Sermons

December 24, 2018

Christmas Eve Candlelight Service

Minister: Rev. Margaret A. Beckman | Christmas Eve 2018
Every Moment is One by Quinn G. Caldwell    
Read by Rev. Margaret Beckman

One of my favorite things about all the rituals and traditions attached to this time of year is the way they mess with time.

My husband and son and I decorate our Christmas tree, and as we hang each ornament — the ones we brought from our parents’ houses and the ones we got together — we tell their stories. As we do, we find that we are not just standing in the living room we share, but we’re also standing in footed pajamas in the living rooms we grew up in, decorating every tree we’ve ever decorated, right in that moment.

We gather on Christmas Eve with the lights down and the candles lit, and we sing “Silent Night.” As we do, it’s like we’re singing it at every Christmas Eve service we’ve ever been to; it’s like we’re singing it at every Christmas Eve service yet to come; it’s like, by our song, we’re calling the birth of God into existence again.

It’s not nostalgia; it’s not just a hazy remembrance of the time back when things used to be better than they are now. It’s more than that; it’s like a collapsing of time, a drawing in of past and future into one long now.

* [Data shown]
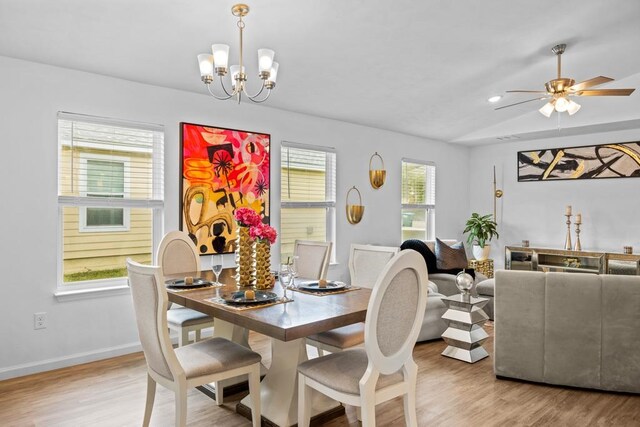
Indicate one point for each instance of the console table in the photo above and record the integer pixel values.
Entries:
(542, 259)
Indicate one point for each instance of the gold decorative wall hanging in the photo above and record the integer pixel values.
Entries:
(354, 212)
(377, 176)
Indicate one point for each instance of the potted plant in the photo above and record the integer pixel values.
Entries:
(481, 229)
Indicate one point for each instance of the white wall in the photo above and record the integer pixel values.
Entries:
(535, 210)
(32, 94)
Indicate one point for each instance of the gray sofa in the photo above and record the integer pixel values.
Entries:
(573, 329)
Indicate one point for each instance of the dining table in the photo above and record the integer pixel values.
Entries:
(287, 324)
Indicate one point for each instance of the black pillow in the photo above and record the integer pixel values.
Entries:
(422, 248)
(430, 258)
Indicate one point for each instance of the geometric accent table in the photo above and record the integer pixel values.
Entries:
(464, 334)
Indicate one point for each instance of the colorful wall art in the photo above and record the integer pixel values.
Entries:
(586, 162)
(221, 170)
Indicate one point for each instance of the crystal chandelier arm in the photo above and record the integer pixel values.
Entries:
(258, 101)
(221, 98)
(252, 97)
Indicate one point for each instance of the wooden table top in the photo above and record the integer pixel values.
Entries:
(306, 315)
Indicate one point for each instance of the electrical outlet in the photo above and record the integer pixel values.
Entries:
(40, 320)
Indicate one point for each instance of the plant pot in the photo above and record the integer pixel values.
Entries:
(481, 253)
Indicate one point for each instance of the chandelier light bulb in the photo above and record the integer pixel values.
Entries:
(205, 62)
(547, 109)
(562, 104)
(573, 107)
(265, 59)
(220, 55)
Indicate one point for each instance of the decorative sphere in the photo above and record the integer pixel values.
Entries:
(464, 282)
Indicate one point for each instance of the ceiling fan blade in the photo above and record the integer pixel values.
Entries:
(605, 92)
(522, 102)
(590, 83)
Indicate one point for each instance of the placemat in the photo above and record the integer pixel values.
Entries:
(196, 288)
(222, 302)
(325, 293)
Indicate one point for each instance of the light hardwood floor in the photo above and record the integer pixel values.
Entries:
(450, 393)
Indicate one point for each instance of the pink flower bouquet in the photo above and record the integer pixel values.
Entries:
(263, 232)
(247, 217)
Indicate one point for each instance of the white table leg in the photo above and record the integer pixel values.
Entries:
(279, 389)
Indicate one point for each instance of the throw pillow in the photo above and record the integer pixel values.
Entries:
(450, 257)
(422, 248)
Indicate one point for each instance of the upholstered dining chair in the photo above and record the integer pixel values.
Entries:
(384, 368)
(192, 365)
(366, 262)
(312, 258)
(178, 254)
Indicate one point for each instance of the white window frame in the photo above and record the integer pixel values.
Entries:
(103, 287)
(330, 187)
(430, 228)
(83, 227)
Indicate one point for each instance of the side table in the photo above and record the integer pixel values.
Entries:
(484, 266)
(464, 334)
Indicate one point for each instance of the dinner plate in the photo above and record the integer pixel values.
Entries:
(315, 286)
(180, 283)
(239, 298)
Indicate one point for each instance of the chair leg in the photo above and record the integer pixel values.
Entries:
(254, 392)
(183, 339)
(181, 407)
(410, 373)
(368, 412)
(219, 392)
(151, 395)
(304, 402)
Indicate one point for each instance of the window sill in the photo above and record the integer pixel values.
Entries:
(63, 295)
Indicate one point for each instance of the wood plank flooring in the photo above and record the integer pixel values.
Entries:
(450, 393)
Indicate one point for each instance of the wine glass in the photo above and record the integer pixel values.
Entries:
(216, 266)
(285, 277)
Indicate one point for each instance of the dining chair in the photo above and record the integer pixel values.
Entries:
(384, 368)
(311, 259)
(189, 366)
(178, 254)
(366, 262)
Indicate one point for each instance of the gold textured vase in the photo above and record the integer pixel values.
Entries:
(245, 270)
(264, 280)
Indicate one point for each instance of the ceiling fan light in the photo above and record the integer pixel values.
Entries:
(562, 104)
(547, 109)
(573, 107)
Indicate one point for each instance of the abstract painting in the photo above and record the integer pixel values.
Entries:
(221, 170)
(587, 162)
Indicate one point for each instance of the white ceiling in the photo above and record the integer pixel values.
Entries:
(424, 68)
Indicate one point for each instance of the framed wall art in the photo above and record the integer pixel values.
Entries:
(620, 160)
(221, 170)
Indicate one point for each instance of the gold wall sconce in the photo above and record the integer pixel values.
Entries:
(354, 212)
(496, 194)
(377, 176)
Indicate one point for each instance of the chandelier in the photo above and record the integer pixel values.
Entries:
(217, 62)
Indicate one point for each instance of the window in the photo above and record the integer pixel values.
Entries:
(307, 194)
(418, 200)
(110, 198)
(104, 178)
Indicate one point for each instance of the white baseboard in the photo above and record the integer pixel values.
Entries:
(71, 360)
(65, 361)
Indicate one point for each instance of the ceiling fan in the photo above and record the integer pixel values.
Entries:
(560, 90)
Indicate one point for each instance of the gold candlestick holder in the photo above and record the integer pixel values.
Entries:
(567, 242)
(578, 246)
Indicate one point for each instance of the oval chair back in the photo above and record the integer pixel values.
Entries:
(178, 254)
(150, 306)
(395, 312)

* [Problem description] Translate this sentence from the Christmas Eve sermon above into Spanish: "One of my favorite things about all the rituals and traditions attached to this time of year is the way they mess with time."

* [Complete response] Una de las cosas que más me gustan de todos los rituales y tradiciones vinculados a esta época del año es la manera en que juegan con el tiempo.